Afinal, David Hume argumentou que «não é contrário à razão preferir a
destruição do mundo inteiro a arranhar o meu dedo». Se essa razão puder
ser invocada, ainda hei de de ouvir alguém fazê-lo, salvo as poucas pessoas que
nutrem o sentimento estranho a que Hume chama de «sentimento de companheirismo»,
sentimento que Jane, aparentemente, não nutre.
A
fortiori, então, dos sete mil milhões e meio de pessoas no
mundo, existe pelo menos uma –vamos chamar-lhe Dick – que prefere continuar a viver,
mas cuja qualidade de vida – de acordo com a sua própria medida – que é a única
que o afirma como agente autónomo – seria melhorada pelo próprio AGW ou por
aquilo que no AGW constitui um efeito antecipado mas autónomo. Segue-se,
portanto que, de forma não muito diferente do que acontece com quase tudo no
mundo, o próprio AGW – ou o que deste resulta ou no que este resulta – está
destinado a produzir vencidos e vencedores.
Pode
muito bem ser que, a curto prazo, haja mais vencidos do que vencedores, ou de que
os vencidos percam mais do que o que ganham os vencedores. Mas, o que significa
isto para o Dick? Pode mesmo ser que, a longo prazo, até o Dick perca. Mas o
que significa isso para a Jane?
Um
indivíduo pode estar enganado sobre qual dos dois ele poderá ser. Mas isso
acontece com qualquer escolha que se faça sob uma incerteza, seja ela uni ou
bidimensional. O que se segue, no entanto, é que o que há a fazer, se é que há
algo a fazer, a respeito do AGW é uma decisão política, sujeita às
mesmas forças de qualquer outra – a saber, o conflito de interesses. Uma pessoa
pode esperar que os interesses do outro, como ela os vê, se encaixem nos seus.
Mas isso é exibir uma grande indignação moral quando a sua não revela a
maturidade moral de uma criança de três anos.

◇ ◇ ◇

— DETALHES DO EXERCÍCIO —
Atualize o texto extraído: reescreva o trecho desde "Afinal, David Hume" até "aparentemente, não nutre.", inclusive, trocando "dedo" por "pé". A listagem não é necessária para esta atividade.

— LISTAGEM —
◇ ◇ ◇

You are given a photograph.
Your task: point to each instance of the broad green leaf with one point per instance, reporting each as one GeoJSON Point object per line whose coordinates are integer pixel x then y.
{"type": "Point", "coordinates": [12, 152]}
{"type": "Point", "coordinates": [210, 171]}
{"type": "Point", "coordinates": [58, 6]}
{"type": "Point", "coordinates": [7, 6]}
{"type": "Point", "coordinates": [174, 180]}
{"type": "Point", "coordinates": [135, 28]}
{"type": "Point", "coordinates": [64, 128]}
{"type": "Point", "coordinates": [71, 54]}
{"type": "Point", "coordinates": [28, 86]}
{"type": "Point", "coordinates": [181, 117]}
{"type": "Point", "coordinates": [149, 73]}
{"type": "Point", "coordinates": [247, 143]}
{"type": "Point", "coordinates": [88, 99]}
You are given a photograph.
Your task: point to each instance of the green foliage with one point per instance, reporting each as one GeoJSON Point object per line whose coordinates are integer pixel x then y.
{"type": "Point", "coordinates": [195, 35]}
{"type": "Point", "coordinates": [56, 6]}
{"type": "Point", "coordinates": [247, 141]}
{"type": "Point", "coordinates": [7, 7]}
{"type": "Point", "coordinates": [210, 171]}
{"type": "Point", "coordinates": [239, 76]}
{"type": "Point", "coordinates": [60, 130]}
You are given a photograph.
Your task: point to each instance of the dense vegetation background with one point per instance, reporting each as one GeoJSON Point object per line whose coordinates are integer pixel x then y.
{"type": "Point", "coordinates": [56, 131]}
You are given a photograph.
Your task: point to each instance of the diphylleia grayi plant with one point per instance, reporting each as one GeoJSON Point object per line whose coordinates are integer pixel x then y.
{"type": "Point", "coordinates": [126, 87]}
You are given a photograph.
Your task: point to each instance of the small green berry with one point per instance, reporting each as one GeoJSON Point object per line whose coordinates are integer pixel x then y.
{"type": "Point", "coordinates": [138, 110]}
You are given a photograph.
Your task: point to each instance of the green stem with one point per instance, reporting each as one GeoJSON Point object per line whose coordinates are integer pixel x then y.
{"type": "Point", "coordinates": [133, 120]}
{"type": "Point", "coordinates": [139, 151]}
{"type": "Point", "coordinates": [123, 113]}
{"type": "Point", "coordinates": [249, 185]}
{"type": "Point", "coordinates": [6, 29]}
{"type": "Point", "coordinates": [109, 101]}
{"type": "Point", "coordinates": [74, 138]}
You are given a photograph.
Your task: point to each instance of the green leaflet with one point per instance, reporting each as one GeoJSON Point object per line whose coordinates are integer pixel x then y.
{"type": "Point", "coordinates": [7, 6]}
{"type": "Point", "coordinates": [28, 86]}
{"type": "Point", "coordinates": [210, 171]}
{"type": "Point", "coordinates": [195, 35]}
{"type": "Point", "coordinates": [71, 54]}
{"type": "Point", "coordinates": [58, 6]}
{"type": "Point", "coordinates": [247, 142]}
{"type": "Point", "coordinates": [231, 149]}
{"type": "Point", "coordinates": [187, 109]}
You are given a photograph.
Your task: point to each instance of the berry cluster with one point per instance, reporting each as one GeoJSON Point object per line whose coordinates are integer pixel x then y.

◇ ◇ ◇

— RESULTADO OBTIDO —
Afinal, David Hume argumentou que «não é contrário à razão preferir a
destruição do mundo inteiro a arranhar o meu pé». Se essa razão puder
ser invocada, ainda hei de de ouvir alguém fazê-lo, salvo as poucas pessoas que
nutrem o sentimento estranho a que Hume chama de «sentimento de companheirismo»,
sentimento que Jane, aparentemente, não nutre.